By-pass of dormancy periods is a general suggestion for recurrence of cancers following therapy, based on the in vitro immortalization-model (Vergel et al. 2011), but can equally well be suggested to arise from any of the described escape-cell mechanisms to mitotic events. A fair comparison to dormancy is TAS-treated-associated “senescence” with its development of 3-D tumor-like spheres from old escape-cells. This dramatic cellular change from primary, diploid cells inflicted by telomere dysfunction and genome-wide damage has no in vitro likeness (immortalization does not involve senescence escape). But, contrary to the 3-D growth’s origin from old senescence escape cells, increased tumorigenic potential of dormancy-escape cells is more recently thought to be effected from adjacent senescent, stromal secretory cells (Vergel et al. 2011). An additional route is the recent emphasis on autophagy with the dual ability to suppress or promote tumorigenesis (Young et al. 2009; Erenpreisa et al. 2011). Cells with a band of lysosomes around the nuclei (see above) may indicate that the “quality” of the senescent state might differ among the old senescent cells (Young et al. 2009).

TASK DETAILS:
Answer these questions from the text on dormancy and senescence escape in cancer:
(a) On what model is the general suggestion of dormancy by-pass based?
(b) What does immortalization not involve?
(c) What dual ability of autophagy is mentioned?

DATA EXCERPTS:
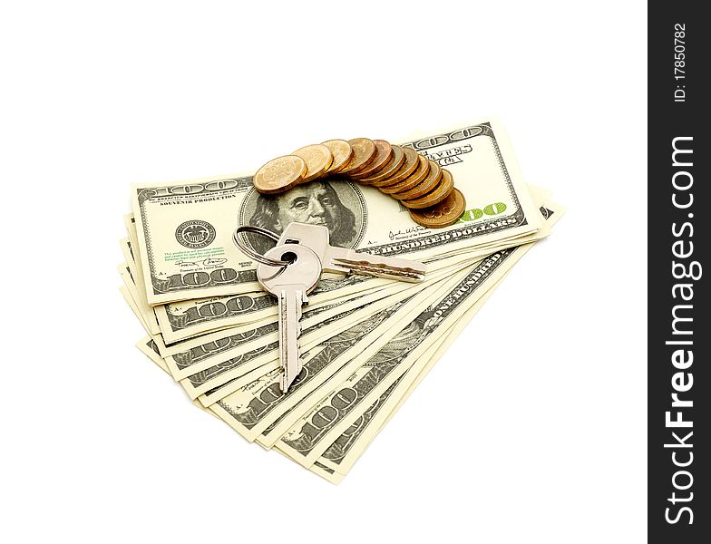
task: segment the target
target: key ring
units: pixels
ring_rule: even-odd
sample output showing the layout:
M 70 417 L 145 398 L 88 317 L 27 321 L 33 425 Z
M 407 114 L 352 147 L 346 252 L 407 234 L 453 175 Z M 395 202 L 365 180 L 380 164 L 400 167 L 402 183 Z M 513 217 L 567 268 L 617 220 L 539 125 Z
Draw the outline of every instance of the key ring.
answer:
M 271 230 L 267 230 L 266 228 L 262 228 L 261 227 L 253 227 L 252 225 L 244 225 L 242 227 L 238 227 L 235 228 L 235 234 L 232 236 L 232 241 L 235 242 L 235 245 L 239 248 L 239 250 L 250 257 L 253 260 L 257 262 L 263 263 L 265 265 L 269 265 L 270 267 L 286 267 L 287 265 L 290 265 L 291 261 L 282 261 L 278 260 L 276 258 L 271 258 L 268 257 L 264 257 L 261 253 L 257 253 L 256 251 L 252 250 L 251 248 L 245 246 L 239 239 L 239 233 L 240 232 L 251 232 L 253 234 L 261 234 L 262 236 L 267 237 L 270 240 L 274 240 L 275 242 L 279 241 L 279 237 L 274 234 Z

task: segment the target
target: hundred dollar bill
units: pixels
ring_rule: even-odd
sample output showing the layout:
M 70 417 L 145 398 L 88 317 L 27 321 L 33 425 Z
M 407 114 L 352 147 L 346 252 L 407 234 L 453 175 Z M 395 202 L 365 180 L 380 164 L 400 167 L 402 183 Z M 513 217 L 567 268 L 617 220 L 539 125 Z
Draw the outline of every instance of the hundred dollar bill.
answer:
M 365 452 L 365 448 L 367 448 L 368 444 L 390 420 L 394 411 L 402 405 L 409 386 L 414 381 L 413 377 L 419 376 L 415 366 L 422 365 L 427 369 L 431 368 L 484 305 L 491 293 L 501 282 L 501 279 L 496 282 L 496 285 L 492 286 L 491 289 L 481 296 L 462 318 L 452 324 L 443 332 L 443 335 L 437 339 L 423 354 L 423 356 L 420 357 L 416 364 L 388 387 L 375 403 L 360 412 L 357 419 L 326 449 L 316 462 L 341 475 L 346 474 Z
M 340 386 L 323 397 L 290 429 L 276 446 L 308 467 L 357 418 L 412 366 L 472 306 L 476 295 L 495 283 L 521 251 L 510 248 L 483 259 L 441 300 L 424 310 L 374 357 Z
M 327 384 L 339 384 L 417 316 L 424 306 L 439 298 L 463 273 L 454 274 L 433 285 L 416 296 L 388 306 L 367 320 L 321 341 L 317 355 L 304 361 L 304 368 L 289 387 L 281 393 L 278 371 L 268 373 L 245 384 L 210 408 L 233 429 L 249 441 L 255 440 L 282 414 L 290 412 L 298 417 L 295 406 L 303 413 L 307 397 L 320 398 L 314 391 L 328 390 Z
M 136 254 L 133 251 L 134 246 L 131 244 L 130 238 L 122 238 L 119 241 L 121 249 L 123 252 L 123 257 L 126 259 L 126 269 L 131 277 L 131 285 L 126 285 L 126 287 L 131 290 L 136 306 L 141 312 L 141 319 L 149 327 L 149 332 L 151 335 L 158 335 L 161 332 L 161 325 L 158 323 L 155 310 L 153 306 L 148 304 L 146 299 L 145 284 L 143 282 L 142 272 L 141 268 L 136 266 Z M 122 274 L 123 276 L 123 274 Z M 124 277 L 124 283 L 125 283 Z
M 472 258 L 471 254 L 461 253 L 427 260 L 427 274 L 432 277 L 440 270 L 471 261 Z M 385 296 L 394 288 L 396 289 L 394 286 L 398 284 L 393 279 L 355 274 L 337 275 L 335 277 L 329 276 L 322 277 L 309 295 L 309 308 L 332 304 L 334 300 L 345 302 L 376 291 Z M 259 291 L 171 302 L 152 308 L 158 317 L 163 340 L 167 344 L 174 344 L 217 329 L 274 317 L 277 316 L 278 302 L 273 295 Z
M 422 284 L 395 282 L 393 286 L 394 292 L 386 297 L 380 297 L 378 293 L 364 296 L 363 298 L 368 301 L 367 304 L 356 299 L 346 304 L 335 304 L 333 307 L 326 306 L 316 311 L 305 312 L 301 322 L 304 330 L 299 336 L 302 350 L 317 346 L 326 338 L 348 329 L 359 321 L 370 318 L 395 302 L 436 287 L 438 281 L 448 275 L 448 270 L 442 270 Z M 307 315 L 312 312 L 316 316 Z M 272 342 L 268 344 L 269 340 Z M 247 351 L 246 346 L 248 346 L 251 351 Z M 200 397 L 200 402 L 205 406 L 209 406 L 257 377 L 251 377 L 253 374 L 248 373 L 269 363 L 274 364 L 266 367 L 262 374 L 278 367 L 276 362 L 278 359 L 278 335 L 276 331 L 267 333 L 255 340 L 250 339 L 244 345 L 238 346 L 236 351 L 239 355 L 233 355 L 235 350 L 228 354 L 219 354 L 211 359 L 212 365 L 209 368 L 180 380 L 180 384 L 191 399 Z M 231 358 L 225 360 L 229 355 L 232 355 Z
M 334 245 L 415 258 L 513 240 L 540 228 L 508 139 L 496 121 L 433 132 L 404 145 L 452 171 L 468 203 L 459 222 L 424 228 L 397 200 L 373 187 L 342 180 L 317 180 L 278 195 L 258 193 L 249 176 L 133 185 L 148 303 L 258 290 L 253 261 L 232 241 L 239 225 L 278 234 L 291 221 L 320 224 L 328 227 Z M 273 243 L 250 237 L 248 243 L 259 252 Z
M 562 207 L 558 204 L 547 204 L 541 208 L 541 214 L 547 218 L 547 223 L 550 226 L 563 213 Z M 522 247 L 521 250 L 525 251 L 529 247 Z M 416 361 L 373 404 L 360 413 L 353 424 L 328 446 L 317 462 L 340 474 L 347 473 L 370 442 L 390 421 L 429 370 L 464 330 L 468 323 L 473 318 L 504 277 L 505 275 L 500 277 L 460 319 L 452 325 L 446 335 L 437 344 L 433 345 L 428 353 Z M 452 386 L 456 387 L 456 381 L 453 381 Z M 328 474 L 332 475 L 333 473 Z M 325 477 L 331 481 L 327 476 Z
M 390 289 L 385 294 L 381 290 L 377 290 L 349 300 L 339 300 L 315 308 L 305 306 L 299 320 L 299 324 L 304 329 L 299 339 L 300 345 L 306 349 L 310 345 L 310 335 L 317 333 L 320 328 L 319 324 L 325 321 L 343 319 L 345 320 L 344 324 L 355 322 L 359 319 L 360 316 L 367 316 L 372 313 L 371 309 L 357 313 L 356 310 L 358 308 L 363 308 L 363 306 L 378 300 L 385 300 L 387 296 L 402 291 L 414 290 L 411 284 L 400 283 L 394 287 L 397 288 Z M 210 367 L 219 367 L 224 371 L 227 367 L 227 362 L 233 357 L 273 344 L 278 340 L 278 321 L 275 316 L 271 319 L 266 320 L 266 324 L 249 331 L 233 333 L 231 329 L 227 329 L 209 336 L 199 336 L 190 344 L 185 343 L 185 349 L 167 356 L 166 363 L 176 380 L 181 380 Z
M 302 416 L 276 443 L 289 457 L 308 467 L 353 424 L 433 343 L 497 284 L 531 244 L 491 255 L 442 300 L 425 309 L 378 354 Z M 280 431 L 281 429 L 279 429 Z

---

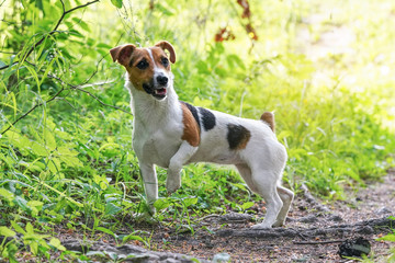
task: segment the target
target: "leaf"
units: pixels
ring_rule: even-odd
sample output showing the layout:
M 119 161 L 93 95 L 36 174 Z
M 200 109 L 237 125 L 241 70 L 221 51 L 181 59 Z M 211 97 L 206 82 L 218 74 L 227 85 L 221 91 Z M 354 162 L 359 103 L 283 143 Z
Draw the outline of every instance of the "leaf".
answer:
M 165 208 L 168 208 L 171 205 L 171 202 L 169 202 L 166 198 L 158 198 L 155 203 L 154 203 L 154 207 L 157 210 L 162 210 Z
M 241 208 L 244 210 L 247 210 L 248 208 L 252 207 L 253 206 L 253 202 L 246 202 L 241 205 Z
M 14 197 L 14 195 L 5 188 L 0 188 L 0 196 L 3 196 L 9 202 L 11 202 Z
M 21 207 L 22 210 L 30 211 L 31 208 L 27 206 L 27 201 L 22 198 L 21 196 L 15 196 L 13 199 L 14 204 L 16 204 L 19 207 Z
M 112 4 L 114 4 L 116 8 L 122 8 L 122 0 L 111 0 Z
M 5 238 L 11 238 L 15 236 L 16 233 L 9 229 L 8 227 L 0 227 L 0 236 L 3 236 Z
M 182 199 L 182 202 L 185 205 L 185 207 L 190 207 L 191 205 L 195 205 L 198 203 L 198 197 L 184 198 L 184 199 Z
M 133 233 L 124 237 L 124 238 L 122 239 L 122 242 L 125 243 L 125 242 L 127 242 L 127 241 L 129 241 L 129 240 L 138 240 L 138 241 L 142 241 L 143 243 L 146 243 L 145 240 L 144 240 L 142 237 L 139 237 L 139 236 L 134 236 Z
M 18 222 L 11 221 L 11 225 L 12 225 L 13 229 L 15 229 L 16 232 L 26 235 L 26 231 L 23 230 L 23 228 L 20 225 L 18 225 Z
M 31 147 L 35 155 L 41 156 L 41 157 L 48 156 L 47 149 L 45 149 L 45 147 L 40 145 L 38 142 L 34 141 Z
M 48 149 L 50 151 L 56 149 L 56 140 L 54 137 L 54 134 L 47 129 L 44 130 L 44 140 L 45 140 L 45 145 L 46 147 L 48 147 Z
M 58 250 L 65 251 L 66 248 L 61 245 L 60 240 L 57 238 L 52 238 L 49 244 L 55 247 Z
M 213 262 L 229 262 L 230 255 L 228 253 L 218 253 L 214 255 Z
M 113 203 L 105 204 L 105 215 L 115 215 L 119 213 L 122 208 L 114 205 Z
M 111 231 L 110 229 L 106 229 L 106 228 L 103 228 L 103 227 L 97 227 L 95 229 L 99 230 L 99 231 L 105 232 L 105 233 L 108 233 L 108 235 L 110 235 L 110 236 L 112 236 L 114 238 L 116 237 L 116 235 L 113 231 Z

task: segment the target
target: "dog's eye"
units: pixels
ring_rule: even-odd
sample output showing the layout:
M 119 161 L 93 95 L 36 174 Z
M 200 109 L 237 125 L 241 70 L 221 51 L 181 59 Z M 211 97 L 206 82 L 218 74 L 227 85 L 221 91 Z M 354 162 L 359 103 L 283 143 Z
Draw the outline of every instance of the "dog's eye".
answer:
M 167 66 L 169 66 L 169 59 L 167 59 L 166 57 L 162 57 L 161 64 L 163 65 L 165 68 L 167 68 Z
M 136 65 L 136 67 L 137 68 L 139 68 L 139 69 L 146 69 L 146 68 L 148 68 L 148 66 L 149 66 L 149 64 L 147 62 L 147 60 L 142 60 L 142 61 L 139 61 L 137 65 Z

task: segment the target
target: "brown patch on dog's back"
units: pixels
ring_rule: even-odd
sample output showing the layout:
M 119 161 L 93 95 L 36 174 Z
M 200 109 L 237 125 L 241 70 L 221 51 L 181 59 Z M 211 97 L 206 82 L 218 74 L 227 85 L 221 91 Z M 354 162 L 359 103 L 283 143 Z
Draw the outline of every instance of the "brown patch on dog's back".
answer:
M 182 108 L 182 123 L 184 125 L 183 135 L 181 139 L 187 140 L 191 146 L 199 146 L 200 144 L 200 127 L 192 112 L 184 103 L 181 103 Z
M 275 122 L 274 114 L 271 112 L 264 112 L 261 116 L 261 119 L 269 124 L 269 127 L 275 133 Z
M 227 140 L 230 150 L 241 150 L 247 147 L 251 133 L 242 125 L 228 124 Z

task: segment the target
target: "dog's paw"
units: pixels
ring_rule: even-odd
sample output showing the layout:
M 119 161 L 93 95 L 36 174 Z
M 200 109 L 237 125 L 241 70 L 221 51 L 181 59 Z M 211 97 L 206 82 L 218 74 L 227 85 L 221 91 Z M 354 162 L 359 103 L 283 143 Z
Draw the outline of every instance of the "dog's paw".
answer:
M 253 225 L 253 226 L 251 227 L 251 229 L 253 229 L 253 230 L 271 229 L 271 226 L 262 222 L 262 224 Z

* * *

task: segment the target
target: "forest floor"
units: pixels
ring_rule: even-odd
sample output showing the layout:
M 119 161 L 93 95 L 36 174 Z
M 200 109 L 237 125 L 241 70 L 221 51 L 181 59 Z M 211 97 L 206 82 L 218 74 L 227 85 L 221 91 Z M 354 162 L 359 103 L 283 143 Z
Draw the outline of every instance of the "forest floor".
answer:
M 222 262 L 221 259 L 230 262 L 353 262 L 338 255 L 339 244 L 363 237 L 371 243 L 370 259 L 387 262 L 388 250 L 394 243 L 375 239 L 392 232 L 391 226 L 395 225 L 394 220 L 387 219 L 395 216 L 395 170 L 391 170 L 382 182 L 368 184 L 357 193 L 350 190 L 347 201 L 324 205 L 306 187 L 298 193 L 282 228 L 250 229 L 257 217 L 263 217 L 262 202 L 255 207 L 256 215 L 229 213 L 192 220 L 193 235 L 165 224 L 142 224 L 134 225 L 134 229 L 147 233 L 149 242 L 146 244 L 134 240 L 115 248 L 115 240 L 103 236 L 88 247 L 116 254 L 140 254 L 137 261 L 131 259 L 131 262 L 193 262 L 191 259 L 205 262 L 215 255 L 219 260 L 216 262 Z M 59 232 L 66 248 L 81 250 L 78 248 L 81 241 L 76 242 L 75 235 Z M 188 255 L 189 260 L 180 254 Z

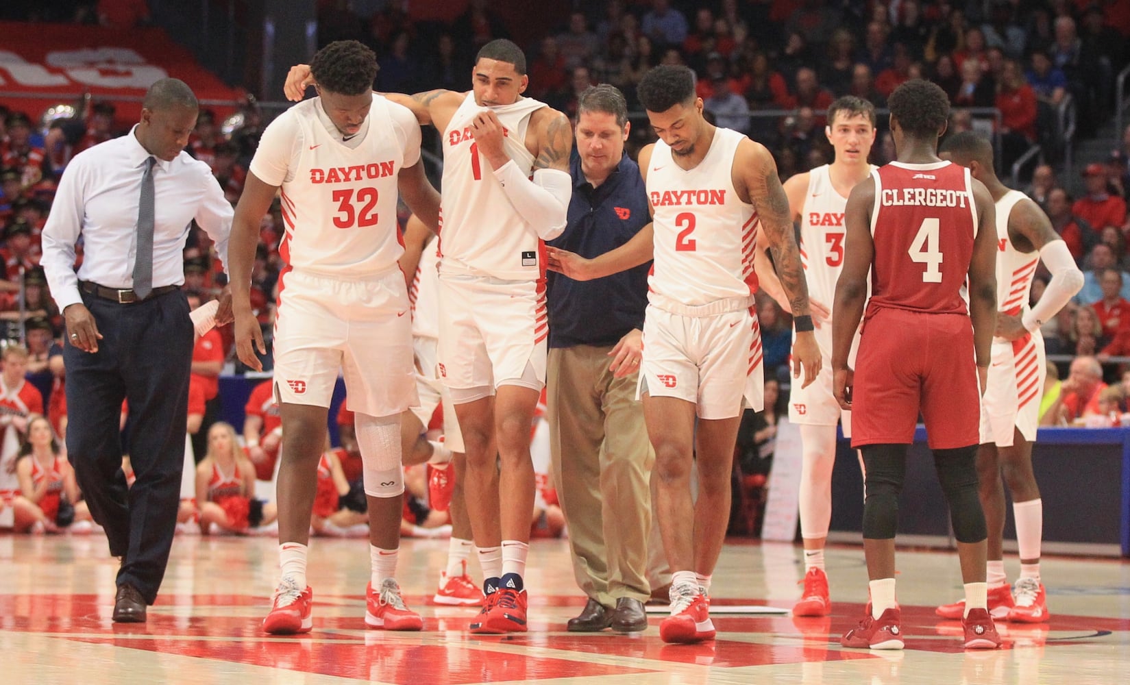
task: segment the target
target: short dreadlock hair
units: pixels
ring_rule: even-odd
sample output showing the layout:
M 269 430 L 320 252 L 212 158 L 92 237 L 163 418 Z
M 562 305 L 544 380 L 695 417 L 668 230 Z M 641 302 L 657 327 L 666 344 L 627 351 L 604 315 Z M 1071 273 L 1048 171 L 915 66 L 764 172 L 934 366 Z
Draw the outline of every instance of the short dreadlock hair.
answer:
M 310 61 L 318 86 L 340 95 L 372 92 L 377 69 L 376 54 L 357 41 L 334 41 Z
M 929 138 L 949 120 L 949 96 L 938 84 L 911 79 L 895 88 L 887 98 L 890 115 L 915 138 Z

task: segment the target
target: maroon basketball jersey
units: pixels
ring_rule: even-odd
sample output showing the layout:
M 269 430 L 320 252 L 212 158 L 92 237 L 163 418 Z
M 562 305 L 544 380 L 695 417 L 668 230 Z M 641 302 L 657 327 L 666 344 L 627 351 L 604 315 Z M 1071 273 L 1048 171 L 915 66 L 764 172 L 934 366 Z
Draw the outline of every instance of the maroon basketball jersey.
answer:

ANSWER:
(a) The in vitro immortalization-model.
(b) Senescence escape.
(c) The ability to suppress or promote tumorigenesis.